REQUIREMENT -
Retype every one of the rows below word for word, leaving out the pictures.

MATERIAL SHOWN -

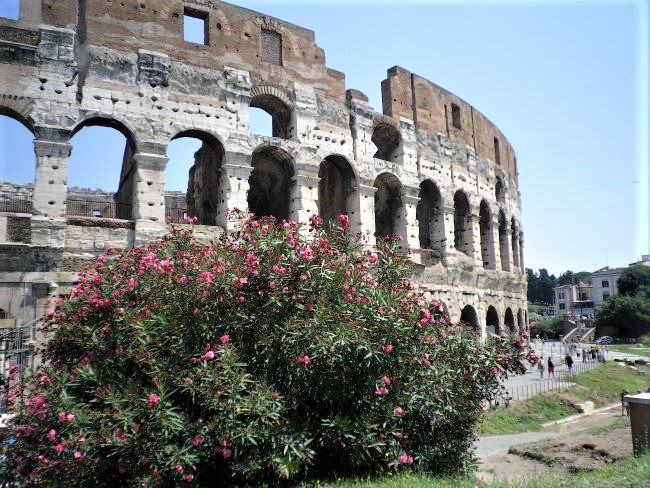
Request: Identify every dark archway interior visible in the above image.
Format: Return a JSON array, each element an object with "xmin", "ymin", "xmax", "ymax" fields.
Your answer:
[
  {"xmin": 318, "ymin": 156, "xmax": 354, "ymax": 222},
  {"xmin": 374, "ymin": 173, "xmax": 402, "ymax": 237},
  {"xmin": 416, "ymin": 180, "xmax": 441, "ymax": 250},
  {"xmin": 248, "ymin": 147, "xmax": 294, "ymax": 221},
  {"xmin": 250, "ymin": 94, "xmax": 293, "ymax": 139}
]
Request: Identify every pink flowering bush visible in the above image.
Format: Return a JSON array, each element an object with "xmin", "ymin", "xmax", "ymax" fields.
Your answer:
[{"xmin": 2, "ymin": 217, "xmax": 535, "ymax": 487}]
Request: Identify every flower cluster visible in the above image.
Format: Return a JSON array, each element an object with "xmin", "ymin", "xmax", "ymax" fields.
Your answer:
[{"xmin": 1, "ymin": 216, "xmax": 535, "ymax": 487}]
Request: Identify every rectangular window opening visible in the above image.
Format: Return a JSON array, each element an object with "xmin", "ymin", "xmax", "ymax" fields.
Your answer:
[
  {"xmin": 0, "ymin": 0, "xmax": 20, "ymax": 20},
  {"xmin": 494, "ymin": 137, "xmax": 501, "ymax": 164},
  {"xmin": 261, "ymin": 29, "xmax": 282, "ymax": 66},
  {"xmin": 451, "ymin": 103, "xmax": 462, "ymax": 129},
  {"xmin": 183, "ymin": 8, "xmax": 209, "ymax": 46}
]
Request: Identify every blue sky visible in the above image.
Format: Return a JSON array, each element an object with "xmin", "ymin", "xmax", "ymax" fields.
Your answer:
[{"xmin": 0, "ymin": 0, "xmax": 650, "ymax": 274}]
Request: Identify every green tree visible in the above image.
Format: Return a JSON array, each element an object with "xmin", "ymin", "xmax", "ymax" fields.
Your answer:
[
  {"xmin": 0, "ymin": 216, "xmax": 536, "ymax": 488},
  {"xmin": 617, "ymin": 264, "xmax": 650, "ymax": 297},
  {"xmin": 594, "ymin": 293, "xmax": 650, "ymax": 337}
]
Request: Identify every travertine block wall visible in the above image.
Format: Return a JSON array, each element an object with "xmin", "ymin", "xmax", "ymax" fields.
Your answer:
[{"xmin": 0, "ymin": 0, "xmax": 526, "ymax": 342}]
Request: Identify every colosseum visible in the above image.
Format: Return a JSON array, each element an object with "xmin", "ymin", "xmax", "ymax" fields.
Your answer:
[{"xmin": 0, "ymin": 0, "xmax": 527, "ymax": 361}]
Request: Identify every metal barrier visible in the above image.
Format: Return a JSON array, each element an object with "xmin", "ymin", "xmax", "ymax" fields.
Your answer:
[
  {"xmin": 0, "ymin": 195, "xmax": 32, "ymax": 213},
  {"xmin": 66, "ymin": 199, "xmax": 132, "ymax": 220}
]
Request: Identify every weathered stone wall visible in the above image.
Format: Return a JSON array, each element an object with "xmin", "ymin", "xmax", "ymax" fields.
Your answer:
[{"xmin": 0, "ymin": 0, "xmax": 526, "ymax": 335}]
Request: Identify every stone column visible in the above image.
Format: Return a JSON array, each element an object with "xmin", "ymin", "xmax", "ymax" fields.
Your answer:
[
  {"xmin": 217, "ymin": 156, "xmax": 253, "ymax": 232},
  {"xmin": 130, "ymin": 143, "xmax": 168, "ymax": 245},
  {"xmin": 289, "ymin": 175, "xmax": 318, "ymax": 229},
  {"xmin": 32, "ymin": 130, "xmax": 72, "ymax": 247},
  {"xmin": 359, "ymin": 183, "xmax": 377, "ymax": 246}
]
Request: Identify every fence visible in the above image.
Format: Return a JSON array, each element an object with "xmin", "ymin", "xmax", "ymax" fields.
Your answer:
[
  {"xmin": 66, "ymin": 199, "xmax": 132, "ymax": 220},
  {"xmin": 498, "ymin": 362, "xmax": 602, "ymax": 401},
  {"xmin": 0, "ymin": 195, "xmax": 32, "ymax": 213}
]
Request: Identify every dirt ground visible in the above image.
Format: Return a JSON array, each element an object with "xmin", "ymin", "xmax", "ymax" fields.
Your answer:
[{"xmin": 477, "ymin": 408, "xmax": 632, "ymax": 481}]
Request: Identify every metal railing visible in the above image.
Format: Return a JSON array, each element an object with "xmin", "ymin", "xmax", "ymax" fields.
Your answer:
[
  {"xmin": 0, "ymin": 195, "xmax": 32, "ymax": 213},
  {"xmin": 65, "ymin": 199, "xmax": 133, "ymax": 220}
]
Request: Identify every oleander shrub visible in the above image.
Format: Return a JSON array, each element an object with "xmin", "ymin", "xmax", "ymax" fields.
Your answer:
[{"xmin": 2, "ymin": 216, "xmax": 535, "ymax": 487}]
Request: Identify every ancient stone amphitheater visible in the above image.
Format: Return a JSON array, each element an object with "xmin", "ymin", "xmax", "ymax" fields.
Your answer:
[{"xmin": 0, "ymin": 0, "xmax": 527, "ymax": 366}]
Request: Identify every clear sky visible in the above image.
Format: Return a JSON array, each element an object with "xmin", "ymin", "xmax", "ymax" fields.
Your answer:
[{"xmin": 0, "ymin": 0, "xmax": 650, "ymax": 275}]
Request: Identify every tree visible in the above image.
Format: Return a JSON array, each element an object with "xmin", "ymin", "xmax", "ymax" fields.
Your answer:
[
  {"xmin": 594, "ymin": 293, "xmax": 650, "ymax": 337},
  {"xmin": 0, "ymin": 216, "xmax": 536, "ymax": 487},
  {"xmin": 617, "ymin": 264, "xmax": 650, "ymax": 297}
]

ANSWER TO THE EXERCISE -
Request: Identify every dark archway interior visible in the above image.
Format: Return a JSON array, each element an object with "xmin", "ymin", "xmax", "ymax" fields.
Your answer:
[
  {"xmin": 318, "ymin": 156, "xmax": 354, "ymax": 222},
  {"xmin": 374, "ymin": 173, "xmax": 402, "ymax": 237},
  {"xmin": 416, "ymin": 180, "xmax": 441, "ymax": 250},
  {"xmin": 248, "ymin": 147, "xmax": 294, "ymax": 221},
  {"xmin": 250, "ymin": 94, "xmax": 293, "ymax": 139}
]
Request: Identify every pink flowering bush visible in the above image.
Format: Return a JSON array, each element an object with "xmin", "ymin", "xmax", "ymax" fields.
Your answer:
[{"xmin": 2, "ymin": 217, "xmax": 535, "ymax": 487}]
Request: Identify every flower cluster visible in the above image.
Format: Return a JSON array, each element an object with "xmin", "ymin", "xmax", "ymax" fields.
Your answer:
[{"xmin": 1, "ymin": 216, "xmax": 535, "ymax": 487}]
Request: Identify every rectangular window opening visible in the above image.
Format: Return a JSON array, each element an object with "xmin", "ymin", "xmax", "ymax" fields.
Your answer:
[
  {"xmin": 0, "ymin": 0, "xmax": 20, "ymax": 20},
  {"xmin": 494, "ymin": 137, "xmax": 501, "ymax": 164},
  {"xmin": 261, "ymin": 29, "xmax": 282, "ymax": 66},
  {"xmin": 451, "ymin": 103, "xmax": 462, "ymax": 129},
  {"xmin": 183, "ymin": 8, "xmax": 209, "ymax": 46}
]
Request: Identify every blue sky visible in the above image.
Format: Return a JSON array, each element an object with "xmin", "ymin", "xmax", "ymax" fields.
Your answer:
[{"xmin": 0, "ymin": 0, "xmax": 650, "ymax": 274}]
Request: Identify every green tree visible in the above image.
Format: Return a JSON array, each element an object with "xmin", "ymin", "xmax", "ymax" fields.
Your answer:
[
  {"xmin": 0, "ymin": 216, "xmax": 536, "ymax": 488},
  {"xmin": 617, "ymin": 264, "xmax": 650, "ymax": 297},
  {"xmin": 594, "ymin": 293, "xmax": 650, "ymax": 337}
]
Request: Identify every travertine block wall visible in the above image.
Format: Return a JSON array, each element an object with "xmin", "ymin", "xmax", "ymax" fields.
Your answer:
[{"xmin": 0, "ymin": 0, "xmax": 526, "ymax": 342}]
Request: Identify every colosseum visible in the above image.
Format: Return a JSON array, each element an object with "xmin", "ymin", "xmax", "ymax" fields.
Your answer:
[{"xmin": 0, "ymin": 0, "xmax": 527, "ymax": 361}]
Request: Identify every metal barrier visible in the above image.
Format: Return a JSON array, each element an object with "xmin", "ymin", "xmax", "ymax" fields.
Your answer:
[
  {"xmin": 0, "ymin": 195, "xmax": 32, "ymax": 213},
  {"xmin": 66, "ymin": 199, "xmax": 132, "ymax": 220}
]
Request: Identify every weathered stone wall visible in the above image.
Format: Return a JSON array, each element an object with "xmin", "ymin", "xmax", "ymax" fields.
Your answer:
[{"xmin": 0, "ymin": 0, "xmax": 526, "ymax": 335}]
Request: Identify every stone column visible in the above image.
Format: Return a JSON array, each element an object with "xmin", "ymin", "xmax", "ymax" fields.
Your answer:
[
  {"xmin": 217, "ymin": 156, "xmax": 253, "ymax": 232},
  {"xmin": 130, "ymin": 143, "xmax": 168, "ymax": 245},
  {"xmin": 289, "ymin": 175, "xmax": 318, "ymax": 229},
  {"xmin": 32, "ymin": 130, "xmax": 72, "ymax": 247},
  {"xmin": 359, "ymin": 183, "xmax": 377, "ymax": 246}
]
Request: Identify every fence visible in the above image.
Format: Return a JSON array, each element an object with "xmin", "ymin", "xmax", "ymax" fields.
Your answer:
[
  {"xmin": 66, "ymin": 199, "xmax": 132, "ymax": 220},
  {"xmin": 498, "ymin": 362, "xmax": 602, "ymax": 401},
  {"xmin": 0, "ymin": 195, "xmax": 32, "ymax": 213}
]
Request: Identify every dirt ground visible in the above image.
Format: Return a JSON array, each element an object with "xmin", "ymin", "xmax", "ymax" fields.
Your answer:
[{"xmin": 477, "ymin": 408, "xmax": 632, "ymax": 481}]
Request: Identify every metal railing visible in the above image.
Format: Return a JSON array, each element an object with "xmin", "ymin", "xmax", "ymax" fields.
Your answer:
[
  {"xmin": 0, "ymin": 195, "xmax": 32, "ymax": 213},
  {"xmin": 65, "ymin": 199, "xmax": 133, "ymax": 220}
]
Request: Identify every oleander shrub visible in the above image.
Format: Return a JSON array, each element an object with "xmin", "ymin", "xmax", "ymax" fields.
Your answer:
[{"xmin": 2, "ymin": 216, "xmax": 535, "ymax": 487}]
Request: Identify every ancient stone amphitheater visible in the above image.
Format: Return a JSON array, each element an object with "xmin", "ymin", "xmax", "ymax" fields.
Your answer:
[{"xmin": 0, "ymin": 0, "xmax": 527, "ymax": 366}]
Request: Identify every clear sky visible in the above image.
Format: Return a JSON array, each element an object with "xmin", "ymin", "xmax", "ymax" fields.
Your answer:
[{"xmin": 0, "ymin": 0, "xmax": 650, "ymax": 275}]
Request: Identify every tree visible in the above image.
Format: Return a JSON array, each element an object with "xmin", "ymin", "xmax", "ymax" fields.
Your answer:
[
  {"xmin": 594, "ymin": 293, "xmax": 650, "ymax": 337},
  {"xmin": 0, "ymin": 216, "xmax": 536, "ymax": 487},
  {"xmin": 617, "ymin": 264, "xmax": 650, "ymax": 297}
]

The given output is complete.